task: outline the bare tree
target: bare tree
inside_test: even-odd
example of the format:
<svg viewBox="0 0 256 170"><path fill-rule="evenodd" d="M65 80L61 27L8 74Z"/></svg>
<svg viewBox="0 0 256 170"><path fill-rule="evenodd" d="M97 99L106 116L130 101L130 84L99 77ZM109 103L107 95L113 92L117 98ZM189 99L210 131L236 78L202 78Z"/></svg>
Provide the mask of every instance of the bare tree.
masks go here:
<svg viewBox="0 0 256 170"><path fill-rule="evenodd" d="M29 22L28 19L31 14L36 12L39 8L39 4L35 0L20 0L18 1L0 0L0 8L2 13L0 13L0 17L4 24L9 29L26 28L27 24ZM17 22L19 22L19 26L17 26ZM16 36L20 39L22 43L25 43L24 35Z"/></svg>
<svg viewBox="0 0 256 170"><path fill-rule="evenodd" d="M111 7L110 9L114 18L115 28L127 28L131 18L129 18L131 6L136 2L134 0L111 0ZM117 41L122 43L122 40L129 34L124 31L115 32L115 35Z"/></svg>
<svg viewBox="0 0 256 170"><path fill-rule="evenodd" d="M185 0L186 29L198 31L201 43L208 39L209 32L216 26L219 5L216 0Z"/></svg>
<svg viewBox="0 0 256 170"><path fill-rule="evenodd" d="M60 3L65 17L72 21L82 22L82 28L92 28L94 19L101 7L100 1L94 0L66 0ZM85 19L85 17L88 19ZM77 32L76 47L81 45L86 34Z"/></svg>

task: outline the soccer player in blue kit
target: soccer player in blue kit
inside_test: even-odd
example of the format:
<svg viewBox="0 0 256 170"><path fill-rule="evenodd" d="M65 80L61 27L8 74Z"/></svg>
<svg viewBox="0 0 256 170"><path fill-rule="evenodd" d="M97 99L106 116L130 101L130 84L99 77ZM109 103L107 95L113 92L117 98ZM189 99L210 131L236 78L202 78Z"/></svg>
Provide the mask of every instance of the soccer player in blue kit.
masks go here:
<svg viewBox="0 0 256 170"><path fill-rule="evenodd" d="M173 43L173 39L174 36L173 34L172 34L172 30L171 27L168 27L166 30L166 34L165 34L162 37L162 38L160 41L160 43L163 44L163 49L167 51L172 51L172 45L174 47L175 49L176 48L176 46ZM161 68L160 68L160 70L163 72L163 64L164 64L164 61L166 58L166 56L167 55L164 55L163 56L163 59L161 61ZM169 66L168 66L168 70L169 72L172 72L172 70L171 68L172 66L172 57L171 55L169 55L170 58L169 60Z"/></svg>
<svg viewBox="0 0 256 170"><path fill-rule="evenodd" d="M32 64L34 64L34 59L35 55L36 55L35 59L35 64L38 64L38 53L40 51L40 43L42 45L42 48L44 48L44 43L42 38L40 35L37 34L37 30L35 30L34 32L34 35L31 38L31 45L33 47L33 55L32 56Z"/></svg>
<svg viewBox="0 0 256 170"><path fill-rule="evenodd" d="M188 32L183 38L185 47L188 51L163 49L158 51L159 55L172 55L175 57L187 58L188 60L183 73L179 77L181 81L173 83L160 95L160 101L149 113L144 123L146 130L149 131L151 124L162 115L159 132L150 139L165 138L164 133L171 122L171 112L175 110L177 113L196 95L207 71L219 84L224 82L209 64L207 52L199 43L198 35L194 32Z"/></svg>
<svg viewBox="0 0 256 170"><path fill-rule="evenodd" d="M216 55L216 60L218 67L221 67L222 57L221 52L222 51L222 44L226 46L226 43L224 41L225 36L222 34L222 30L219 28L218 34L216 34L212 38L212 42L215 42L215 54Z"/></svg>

● ● ● ● ● ● ●

▶ WHAT IS BEING ASKED
Make an exact copy of the material above.

▶ REPLY TO THE EXERCISE
task: outline the bare tree
target: bare tree
inside_test: even-odd
example of the format:
<svg viewBox="0 0 256 170"><path fill-rule="evenodd" d="M65 80L61 27L8 74Z"/></svg>
<svg viewBox="0 0 256 170"><path fill-rule="evenodd" d="M97 99L106 116L130 101L130 84L99 77ZM109 103L107 95L113 92L117 98ZM189 99L210 131L236 78L202 78Z"/></svg>
Provide the mask of every instance of the bare tree.
masks go here:
<svg viewBox="0 0 256 170"><path fill-rule="evenodd" d="M29 22L28 19L31 14L36 12L39 8L39 4L35 0L20 0L18 1L0 0L0 8L2 13L0 13L0 17L4 24L9 29L26 28L27 24ZM17 22L19 22L19 26L17 26ZM16 36L20 39L22 43L25 43L24 35Z"/></svg>
<svg viewBox="0 0 256 170"><path fill-rule="evenodd" d="M111 7L110 9L114 18L115 28L127 28L131 18L129 18L131 6L136 2L134 0L111 0ZM117 41L122 43L122 40L129 34L124 31L115 32L115 35Z"/></svg>
<svg viewBox="0 0 256 170"><path fill-rule="evenodd" d="M185 0L186 29L198 31L201 43L208 39L209 32L216 26L219 5L216 0Z"/></svg>
<svg viewBox="0 0 256 170"><path fill-rule="evenodd" d="M60 3L65 17L72 21L82 22L82 28L92 28L94 19L101 7L100 1L94 0L66 0ZM85 19L85 17L88 19ZM77 32L76 47L81 45L86 34Z"/></svg>

task: outline the soccer player in blue kit
target: soccer player in blue kit
inside_test: even-odd
example of the format:
<svg viewBox="0 0 256 170"><path fill-rule="evenodd" d="M65 80L61 27L8 74Z"/></svg>
<svg viewBox="0 0 256 170"><path fill-rule="evenodd" d="M97 99L106 116L130 101L130 84L99 77ZM109 103L107 95L113 92L117 98ZM189 99L210 131L236 78L202 78Z"/></svg>
Provide the mask of every instance of the soccer player in blue kit.
masks go here:
<svg viewBox="0 0 256 170"><path fill-rule="evenodd" d="M173 43L173 39L174 36L173 34L172 34L172 30L171 27L168 27L166 30L166 34L165 34L162 37L162 38L160 41L160 43L163 44L163 49L167 51L172 51L172 45L174 47L175 49L176 48L176 46ZM161 68L160 68L160 70L163 72L163 64L164 64L164 61L166 58L166 56L167 55L164 55L163 56L163 59L161 61ZM169 66L168 66L168 70L169 72L172 72L172 70L171 68L172 66L172 57L171 55L169 55L170 58L169 60Z"/></svg>
<svg viewBox="0 0 256 170"><path fill-rule="evenodd" d="M32 64L34 64L34 59L35 55L36 55L35 59L35 64L38 64L38 53L40 51L40 43L42 45L42 48L44 48L44 43L42 38L40 35L37 34L37 30L35 30L34 32L34 35L31 38L31 45L33 47L33 55L32 56Z"/></svg>
<svg viewBox="0 0 256 170"><path fill-rule="evenodd" d="M188 32L183 38L185 47L188 51L163 49L158 51L159 55L172 55L175 57L187 58L188 60L183 73L179 77L181 81L173 83L160 95L160 101L149 113L144 123L146 130L149 131L151 124L162 115L159 132L150 139L165 138L164 133L171 122L171 112L175 110L177 113L196 95L207 71L219 84L224 82L209 64L207 52L199 43L198 35L194 32Z"/></svg>
<svg viewBox="0 0 256 170"><path fill-rule="evenodd" d="M216 55L216 60L218 67L221 67L222 57L221 52L222 51L222 44L226 46L226 43L224 41L225 36L222 34L222 30L219 28L218 34L216 34L212 38L212 42L215 42L215 54Z"/></svg>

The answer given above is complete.